**Written exercise:** Rewrite the entries from the line with "TARGET: leafy bush" through the end of the entries, replacing "corrugated metal roof" with "sheet metal roof" and changing nothing else. Return only those lines.

— Start of Listed records —

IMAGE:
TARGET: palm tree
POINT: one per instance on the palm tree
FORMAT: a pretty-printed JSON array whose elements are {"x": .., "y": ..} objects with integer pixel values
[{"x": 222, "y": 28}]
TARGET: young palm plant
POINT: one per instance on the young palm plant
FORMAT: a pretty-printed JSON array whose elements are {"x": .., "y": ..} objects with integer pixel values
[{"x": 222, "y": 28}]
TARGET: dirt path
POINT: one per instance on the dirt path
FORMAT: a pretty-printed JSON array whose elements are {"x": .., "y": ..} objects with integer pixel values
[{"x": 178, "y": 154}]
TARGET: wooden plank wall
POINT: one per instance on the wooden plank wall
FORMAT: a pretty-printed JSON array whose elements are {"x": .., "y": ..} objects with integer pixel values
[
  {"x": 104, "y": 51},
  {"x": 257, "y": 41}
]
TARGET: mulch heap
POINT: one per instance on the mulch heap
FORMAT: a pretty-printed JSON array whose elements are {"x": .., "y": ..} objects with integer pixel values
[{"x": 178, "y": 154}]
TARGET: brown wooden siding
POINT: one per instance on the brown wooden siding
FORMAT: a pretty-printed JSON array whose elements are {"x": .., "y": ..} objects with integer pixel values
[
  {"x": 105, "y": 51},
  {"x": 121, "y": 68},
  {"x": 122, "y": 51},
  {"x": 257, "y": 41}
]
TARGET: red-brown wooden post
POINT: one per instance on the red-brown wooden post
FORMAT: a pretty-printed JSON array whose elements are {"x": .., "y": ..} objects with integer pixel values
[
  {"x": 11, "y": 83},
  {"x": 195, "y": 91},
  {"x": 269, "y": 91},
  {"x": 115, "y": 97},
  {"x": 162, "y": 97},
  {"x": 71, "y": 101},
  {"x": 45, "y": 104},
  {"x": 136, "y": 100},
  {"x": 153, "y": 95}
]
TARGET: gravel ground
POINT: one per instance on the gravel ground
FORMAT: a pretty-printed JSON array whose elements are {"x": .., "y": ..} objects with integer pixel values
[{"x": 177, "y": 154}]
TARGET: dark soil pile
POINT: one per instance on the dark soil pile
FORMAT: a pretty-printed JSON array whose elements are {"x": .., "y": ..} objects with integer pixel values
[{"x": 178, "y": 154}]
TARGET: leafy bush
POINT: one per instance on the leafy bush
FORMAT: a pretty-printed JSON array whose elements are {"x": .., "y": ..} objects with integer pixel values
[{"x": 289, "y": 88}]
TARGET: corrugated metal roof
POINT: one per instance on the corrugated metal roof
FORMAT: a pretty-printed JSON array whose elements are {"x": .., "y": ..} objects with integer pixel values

— End of Listed records —

**Right answer:**
TARGET: leafy bush
POINT: one per instance on the leafy bush
FORMAT: a pretty-printed JSON array whose elements are {"x": .., "y": ..} objects with integer pixel values
[{"x": 289, "y": 88}]
TARGET: sheet metal roof
POINT: one per instance on the sheet metal roof
FORMAT: a pretty-printed JSON array whose elements are {"x": .., "y": ..} objects with integer pixel values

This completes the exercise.